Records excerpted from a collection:
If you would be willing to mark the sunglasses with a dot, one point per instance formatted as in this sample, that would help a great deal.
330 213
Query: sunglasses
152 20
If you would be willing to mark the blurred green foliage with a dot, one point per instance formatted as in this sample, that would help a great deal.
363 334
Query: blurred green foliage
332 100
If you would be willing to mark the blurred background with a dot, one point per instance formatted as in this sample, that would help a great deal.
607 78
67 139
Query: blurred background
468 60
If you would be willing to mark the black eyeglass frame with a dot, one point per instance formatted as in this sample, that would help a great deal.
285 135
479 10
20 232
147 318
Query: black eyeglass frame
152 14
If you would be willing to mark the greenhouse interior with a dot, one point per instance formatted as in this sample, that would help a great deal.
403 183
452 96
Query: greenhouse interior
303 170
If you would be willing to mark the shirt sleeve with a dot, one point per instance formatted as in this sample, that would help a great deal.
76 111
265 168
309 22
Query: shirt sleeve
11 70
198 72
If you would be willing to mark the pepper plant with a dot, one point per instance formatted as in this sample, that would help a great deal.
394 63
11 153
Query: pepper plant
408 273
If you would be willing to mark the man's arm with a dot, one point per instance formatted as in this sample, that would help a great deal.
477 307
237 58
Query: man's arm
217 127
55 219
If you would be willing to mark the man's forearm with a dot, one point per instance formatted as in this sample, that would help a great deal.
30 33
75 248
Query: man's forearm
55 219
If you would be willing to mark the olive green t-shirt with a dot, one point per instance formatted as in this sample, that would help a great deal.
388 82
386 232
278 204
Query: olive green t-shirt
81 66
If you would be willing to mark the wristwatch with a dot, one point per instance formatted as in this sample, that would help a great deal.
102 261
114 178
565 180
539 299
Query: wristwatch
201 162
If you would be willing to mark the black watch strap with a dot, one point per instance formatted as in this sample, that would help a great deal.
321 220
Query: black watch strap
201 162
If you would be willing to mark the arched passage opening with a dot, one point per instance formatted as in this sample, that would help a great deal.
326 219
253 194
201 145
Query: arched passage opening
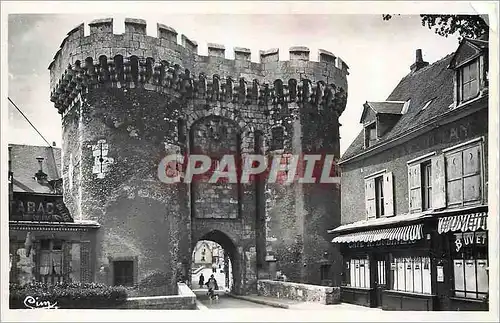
215 253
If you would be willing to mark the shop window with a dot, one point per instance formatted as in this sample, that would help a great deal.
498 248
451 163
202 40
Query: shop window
463 176
470 264
411 274
50 264
420 183
358 273
379 196
123 272
277 138
469 81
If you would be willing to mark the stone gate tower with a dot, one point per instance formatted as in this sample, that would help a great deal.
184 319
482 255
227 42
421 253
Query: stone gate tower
128 100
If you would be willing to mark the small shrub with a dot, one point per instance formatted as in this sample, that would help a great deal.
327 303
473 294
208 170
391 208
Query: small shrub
68 295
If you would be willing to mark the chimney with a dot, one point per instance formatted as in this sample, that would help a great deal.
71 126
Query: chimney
419 62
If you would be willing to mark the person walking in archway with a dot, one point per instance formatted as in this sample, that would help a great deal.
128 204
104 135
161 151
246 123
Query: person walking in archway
201 281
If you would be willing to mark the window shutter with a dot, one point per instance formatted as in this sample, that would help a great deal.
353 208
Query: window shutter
414 188
370 198
388 195
438 182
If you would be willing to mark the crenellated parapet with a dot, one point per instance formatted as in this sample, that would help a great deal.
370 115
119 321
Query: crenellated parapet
135 60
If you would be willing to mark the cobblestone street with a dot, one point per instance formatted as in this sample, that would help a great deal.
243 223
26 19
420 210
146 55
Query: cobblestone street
227 302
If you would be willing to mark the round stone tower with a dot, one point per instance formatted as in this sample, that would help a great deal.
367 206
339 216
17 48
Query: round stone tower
129 100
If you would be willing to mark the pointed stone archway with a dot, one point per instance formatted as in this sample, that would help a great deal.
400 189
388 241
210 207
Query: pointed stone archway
233 253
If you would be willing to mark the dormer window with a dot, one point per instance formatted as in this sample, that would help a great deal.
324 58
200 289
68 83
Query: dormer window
469 81
370 134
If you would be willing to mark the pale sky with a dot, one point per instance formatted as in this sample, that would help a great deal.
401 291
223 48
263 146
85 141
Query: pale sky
379 53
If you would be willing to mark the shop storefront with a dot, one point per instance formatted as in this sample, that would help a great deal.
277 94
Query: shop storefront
439 263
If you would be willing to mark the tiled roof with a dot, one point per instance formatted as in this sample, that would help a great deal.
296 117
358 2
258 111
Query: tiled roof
391 107
24 166
433 82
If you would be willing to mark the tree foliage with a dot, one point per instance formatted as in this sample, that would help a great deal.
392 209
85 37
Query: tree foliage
468 26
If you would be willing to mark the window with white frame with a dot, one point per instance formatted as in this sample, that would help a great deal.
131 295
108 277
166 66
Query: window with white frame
50 265
463 175
469 81
411 274
470 264
357 273
370 134
379 199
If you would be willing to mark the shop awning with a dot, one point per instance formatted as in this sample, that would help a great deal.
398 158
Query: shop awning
463 222
406 233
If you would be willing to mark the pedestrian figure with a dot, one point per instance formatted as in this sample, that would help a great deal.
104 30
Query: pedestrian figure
201 282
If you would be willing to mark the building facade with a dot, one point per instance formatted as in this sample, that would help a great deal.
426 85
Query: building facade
419 238
129 100
45 243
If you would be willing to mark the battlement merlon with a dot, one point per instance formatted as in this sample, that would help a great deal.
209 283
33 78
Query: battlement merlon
101 57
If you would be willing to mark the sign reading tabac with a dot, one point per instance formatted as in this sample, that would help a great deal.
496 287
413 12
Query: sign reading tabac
43 208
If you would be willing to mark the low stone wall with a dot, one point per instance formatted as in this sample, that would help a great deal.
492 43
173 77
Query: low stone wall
300 292
184 300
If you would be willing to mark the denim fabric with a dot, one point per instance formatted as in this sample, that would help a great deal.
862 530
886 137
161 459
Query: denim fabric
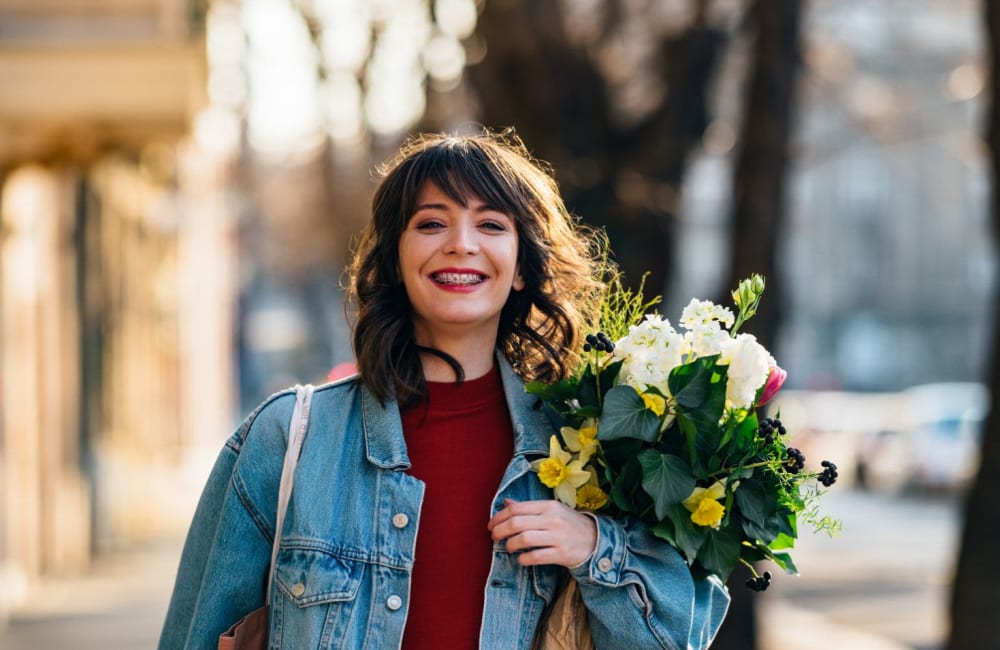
342 577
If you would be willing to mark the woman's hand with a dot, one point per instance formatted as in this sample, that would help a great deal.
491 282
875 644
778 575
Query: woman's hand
547 532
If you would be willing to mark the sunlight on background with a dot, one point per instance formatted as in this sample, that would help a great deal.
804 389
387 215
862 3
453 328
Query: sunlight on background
173 239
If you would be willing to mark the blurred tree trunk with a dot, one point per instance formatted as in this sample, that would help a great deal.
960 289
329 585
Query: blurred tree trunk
759 181
615 174
976 588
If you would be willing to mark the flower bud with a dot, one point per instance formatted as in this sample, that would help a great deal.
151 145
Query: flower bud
775 378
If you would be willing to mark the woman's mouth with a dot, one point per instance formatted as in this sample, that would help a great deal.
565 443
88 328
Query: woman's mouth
453 279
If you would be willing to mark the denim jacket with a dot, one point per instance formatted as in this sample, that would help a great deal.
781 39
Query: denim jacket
342 577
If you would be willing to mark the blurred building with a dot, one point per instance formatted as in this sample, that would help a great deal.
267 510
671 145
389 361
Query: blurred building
887 251
116 276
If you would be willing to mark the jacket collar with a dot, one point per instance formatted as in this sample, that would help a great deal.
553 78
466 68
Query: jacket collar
383 429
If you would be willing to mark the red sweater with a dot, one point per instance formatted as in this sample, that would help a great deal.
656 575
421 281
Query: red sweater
459 441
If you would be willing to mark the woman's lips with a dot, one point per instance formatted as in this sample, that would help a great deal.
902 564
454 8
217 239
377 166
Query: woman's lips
458 278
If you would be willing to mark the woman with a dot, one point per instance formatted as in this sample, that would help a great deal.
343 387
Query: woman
470 279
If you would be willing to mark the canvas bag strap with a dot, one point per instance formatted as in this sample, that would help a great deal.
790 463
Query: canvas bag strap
296 434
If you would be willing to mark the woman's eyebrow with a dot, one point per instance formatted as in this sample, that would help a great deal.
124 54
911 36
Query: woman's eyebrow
430 206
482 207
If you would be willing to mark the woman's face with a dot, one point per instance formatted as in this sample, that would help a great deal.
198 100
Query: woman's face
458 265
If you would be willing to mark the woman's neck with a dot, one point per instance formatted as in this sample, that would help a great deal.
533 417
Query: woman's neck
474 354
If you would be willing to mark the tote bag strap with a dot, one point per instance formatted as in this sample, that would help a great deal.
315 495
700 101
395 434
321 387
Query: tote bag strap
296 434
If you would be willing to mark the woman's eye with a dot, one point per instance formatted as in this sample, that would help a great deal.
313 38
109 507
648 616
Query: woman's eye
494 225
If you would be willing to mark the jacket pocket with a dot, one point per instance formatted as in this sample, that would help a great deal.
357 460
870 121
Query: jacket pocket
320 600
546 580
310 577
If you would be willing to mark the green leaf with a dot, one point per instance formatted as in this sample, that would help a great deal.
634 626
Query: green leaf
700 390
762 552
689 537
559 391
782 541
607 376
665 531
784 560
751 497
626 486
691 383
721 550
666 478
625 416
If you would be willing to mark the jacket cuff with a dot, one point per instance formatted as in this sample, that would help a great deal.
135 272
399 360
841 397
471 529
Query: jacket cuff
606 563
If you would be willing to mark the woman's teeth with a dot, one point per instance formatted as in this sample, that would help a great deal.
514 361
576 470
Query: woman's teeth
458 278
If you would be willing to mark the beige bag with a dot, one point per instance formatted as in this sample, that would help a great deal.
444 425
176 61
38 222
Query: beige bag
565 627
250 632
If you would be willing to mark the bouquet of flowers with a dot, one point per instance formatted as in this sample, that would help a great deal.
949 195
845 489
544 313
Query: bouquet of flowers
662 425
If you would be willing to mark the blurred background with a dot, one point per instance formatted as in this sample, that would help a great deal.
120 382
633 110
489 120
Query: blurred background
181 182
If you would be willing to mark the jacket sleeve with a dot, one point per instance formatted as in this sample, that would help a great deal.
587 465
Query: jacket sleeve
640 593
223 568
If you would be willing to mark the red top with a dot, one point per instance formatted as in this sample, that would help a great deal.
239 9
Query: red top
459 441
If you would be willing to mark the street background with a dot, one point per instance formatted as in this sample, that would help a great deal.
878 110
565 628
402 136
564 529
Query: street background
181 182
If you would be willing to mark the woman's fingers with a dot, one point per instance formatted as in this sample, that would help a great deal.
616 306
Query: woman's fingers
547 532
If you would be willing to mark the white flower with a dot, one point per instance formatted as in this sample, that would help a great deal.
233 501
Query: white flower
650 351
704 321
705 342
700 314
749 362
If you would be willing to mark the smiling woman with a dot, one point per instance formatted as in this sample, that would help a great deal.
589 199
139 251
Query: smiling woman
470 279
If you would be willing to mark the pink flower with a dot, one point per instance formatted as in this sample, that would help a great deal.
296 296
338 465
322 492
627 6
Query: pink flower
775 378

About this task:
Your task is to restate, word for word, the lines from the beginning of the records to the line with "If you would be willing to mark the shirt", inclusive.

Result of the task:
If you would be willing to mark the sunglasses with a dot, one point per instance formatted as in this sample, that would help a great deal.
330 213
Query: sunglasses
152 20
If you would be willing to mark the blurred green foliage with a dot, one point per instance formatted as in this sample, that would help a great deal.
363 334
Query: blurred green foliage
332 100
If you would be willing to mark the blurred background with a dot, one point per instance formatted as in this sample, that would help a great deal.
607 78
67 139
Query: blurred background
468 60
If you would be willing to mark the black eyeglass frame with a dot, one point per instance formatted as in this sample, that would help a great deal.
285 135
479 10
20 232
147 318
Query: black eyeglass frame
152 14
If you would be willing to mark the greenhouse interior with a dot, one point per instance formatted as in this sample, that would help a great deal.
403 183
452 96
Query: greenhouse interior
303 170
If you would be willing to mark the shirt sleeve with a dot, one point per instance formatted as in this sample, that would help a great deal.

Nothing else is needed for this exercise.